### Extract
+ + + +

A Forgotten Center of Periodical Publishing: Brooklyn, New York.
By Sandra Roff
Publishing periodicals was an exciting step in advancing knowledge and providing information to a news hungry audience. Philadelphia, Boston and New York in the early part of the 19th century established themselves as publishing centers and they all had newspapers, book publishers and an active periodical press. As their respective populations grew so did the demand for periodicals that were cheap, portable and served as an outlet for aspiring authors. These publishing centers as early as the late 18th century published magazines and journals many of which proved to be short lived. By the beginning of the 19th century the readership grew and so did the number of successful magazines.
While these three cities competed with each other for publishing prominence, there was another growing presence in the periodical world. Brooklyn, New York considered the first suburb of New York City was just a ferry ride across the East River and its population increased substantially during the 19th century leading to a demand for more intellectual pursuits. Spooner’s Brooklyn Directory for 1824/1825, listed the census of Kings County taken in August, 1820. Kings County consisted of Brooklyn, the Navy Yard, Bushwick. Flatbush, Flatlands, Gravesend and New Utrecht and had a total of 11,183 occupants. [1] As the county began to fan out and settle areas beyond Brooklyn Heights, the citizenry founded more libraries, literary societies, schools, clubs and other venues appropriate for new magazines and journals.

+ + + +

### Given information
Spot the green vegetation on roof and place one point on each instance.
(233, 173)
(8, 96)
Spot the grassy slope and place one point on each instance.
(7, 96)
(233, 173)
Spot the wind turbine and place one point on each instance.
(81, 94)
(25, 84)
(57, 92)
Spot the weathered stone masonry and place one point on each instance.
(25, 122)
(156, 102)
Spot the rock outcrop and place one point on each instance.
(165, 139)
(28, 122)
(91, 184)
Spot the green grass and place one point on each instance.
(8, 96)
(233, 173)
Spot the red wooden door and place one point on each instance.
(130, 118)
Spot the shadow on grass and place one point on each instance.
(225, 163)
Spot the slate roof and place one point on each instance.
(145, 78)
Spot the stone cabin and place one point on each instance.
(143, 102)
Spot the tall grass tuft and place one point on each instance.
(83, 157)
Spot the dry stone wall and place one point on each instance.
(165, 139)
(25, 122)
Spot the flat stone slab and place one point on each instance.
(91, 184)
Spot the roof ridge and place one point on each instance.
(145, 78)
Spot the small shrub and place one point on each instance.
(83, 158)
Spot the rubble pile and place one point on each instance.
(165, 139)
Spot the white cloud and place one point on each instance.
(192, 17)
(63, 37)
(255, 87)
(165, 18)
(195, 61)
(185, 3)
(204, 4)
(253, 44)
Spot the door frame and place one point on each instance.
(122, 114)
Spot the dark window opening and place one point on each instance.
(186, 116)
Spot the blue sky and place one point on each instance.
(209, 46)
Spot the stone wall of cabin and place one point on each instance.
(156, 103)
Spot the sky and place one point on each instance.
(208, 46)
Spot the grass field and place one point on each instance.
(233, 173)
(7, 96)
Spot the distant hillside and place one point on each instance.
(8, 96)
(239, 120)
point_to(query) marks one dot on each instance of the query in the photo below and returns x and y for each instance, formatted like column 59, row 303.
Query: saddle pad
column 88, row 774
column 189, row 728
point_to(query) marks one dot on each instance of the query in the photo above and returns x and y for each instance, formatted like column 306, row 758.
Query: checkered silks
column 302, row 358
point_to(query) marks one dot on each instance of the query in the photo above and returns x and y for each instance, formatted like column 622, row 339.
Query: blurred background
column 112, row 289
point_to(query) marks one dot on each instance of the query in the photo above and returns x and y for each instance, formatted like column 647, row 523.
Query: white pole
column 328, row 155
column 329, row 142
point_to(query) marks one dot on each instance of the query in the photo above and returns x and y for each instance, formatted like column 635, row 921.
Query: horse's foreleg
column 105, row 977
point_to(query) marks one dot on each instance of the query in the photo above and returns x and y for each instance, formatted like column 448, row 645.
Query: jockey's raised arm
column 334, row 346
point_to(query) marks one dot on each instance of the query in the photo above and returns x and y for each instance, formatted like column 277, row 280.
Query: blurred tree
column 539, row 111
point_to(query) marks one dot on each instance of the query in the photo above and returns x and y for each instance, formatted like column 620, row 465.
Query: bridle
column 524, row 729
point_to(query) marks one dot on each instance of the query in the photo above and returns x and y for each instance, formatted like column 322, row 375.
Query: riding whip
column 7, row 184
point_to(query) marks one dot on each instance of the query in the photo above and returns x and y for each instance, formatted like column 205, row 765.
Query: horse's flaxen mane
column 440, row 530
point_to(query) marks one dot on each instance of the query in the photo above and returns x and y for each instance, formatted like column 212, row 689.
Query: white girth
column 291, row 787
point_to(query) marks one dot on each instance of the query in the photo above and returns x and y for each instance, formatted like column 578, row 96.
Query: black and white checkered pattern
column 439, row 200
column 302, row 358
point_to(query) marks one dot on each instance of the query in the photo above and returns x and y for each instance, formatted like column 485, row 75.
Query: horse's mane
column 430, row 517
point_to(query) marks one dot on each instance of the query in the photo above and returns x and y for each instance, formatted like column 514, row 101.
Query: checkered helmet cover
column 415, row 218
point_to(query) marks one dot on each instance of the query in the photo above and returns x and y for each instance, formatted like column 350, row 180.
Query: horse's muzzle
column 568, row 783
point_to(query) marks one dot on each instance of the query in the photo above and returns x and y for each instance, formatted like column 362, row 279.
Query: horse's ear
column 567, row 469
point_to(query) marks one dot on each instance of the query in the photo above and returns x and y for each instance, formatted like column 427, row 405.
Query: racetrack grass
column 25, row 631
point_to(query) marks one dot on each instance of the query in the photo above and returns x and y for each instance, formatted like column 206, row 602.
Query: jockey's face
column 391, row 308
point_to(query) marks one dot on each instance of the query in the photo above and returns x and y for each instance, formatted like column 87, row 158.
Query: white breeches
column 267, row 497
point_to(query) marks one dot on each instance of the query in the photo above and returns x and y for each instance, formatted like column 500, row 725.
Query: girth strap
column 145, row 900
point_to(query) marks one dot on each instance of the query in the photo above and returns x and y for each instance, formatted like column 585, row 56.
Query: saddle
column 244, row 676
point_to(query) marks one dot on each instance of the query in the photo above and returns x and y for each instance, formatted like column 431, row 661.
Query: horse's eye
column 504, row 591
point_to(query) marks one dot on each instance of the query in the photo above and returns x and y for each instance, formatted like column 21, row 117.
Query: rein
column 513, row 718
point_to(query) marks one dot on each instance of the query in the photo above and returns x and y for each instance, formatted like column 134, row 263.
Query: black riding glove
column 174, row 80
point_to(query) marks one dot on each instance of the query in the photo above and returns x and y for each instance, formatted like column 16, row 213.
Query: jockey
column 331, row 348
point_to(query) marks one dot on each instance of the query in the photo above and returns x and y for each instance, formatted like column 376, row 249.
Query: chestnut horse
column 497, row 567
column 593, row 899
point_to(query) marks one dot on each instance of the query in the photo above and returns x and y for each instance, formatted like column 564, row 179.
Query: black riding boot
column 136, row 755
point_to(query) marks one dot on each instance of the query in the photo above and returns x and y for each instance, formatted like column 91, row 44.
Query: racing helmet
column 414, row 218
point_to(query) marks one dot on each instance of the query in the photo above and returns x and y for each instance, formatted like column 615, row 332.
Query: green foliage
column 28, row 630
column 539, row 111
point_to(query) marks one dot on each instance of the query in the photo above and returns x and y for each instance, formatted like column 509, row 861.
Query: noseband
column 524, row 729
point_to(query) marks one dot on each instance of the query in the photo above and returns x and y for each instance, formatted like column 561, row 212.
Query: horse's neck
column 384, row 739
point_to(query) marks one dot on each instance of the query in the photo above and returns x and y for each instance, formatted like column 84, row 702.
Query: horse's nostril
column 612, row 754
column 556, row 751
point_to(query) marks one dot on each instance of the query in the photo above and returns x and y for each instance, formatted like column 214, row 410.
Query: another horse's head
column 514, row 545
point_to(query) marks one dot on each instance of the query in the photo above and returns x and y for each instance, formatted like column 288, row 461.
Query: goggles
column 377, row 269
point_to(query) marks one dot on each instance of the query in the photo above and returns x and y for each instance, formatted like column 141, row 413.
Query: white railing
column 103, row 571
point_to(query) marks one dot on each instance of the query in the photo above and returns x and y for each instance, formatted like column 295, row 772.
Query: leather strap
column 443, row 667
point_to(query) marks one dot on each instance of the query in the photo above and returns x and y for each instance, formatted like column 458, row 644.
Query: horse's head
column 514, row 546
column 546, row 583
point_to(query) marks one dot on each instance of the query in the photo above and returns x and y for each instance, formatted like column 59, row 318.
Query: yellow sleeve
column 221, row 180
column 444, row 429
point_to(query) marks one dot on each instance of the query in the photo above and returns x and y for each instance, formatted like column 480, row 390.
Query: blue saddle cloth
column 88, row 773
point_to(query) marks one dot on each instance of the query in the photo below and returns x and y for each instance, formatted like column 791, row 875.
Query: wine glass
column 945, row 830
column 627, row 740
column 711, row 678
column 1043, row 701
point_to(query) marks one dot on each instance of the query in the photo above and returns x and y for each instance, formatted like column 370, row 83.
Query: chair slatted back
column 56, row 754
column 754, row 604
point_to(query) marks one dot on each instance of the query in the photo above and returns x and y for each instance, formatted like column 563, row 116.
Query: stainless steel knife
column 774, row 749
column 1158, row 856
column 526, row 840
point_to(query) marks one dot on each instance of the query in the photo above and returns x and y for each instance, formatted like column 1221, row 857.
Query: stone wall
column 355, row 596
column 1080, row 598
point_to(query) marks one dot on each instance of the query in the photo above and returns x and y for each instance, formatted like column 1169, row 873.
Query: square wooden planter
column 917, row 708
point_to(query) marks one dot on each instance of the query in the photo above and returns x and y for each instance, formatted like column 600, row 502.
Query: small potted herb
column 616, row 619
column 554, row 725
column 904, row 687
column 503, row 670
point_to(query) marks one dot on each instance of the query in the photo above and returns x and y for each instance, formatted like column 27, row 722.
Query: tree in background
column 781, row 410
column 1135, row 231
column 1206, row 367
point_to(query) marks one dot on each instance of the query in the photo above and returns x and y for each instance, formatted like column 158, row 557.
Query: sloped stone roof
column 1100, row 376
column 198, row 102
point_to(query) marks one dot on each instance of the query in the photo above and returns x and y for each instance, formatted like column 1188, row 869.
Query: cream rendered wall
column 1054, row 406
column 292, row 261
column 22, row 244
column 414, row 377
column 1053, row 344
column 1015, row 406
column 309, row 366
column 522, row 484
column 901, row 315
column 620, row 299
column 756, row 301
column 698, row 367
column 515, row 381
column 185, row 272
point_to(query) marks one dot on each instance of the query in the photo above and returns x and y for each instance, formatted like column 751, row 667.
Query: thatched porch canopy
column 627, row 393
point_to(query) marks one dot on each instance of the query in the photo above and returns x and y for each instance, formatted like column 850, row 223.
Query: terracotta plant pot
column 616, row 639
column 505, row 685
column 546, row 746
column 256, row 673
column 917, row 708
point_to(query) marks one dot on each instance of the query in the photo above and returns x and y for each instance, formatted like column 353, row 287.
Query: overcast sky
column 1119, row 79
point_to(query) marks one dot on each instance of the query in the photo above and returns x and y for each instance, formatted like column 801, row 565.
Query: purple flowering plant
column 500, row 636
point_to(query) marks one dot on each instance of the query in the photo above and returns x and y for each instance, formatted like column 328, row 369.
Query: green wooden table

+ + + +

Answer these questions from the article on Brooklyn periodical publishing:
(a) Which three cities established themselves as publishing centers in the early part of the 19th century?
(b) Which river did a ferry ride cross to reach Brooklyn from New York City?
(c) What total number of occupants did Kings County have in the census taken in August 1820?

### Result of this exercise
(a) Philadelphia, Boston and New York
(b) The East River
(c) 11,183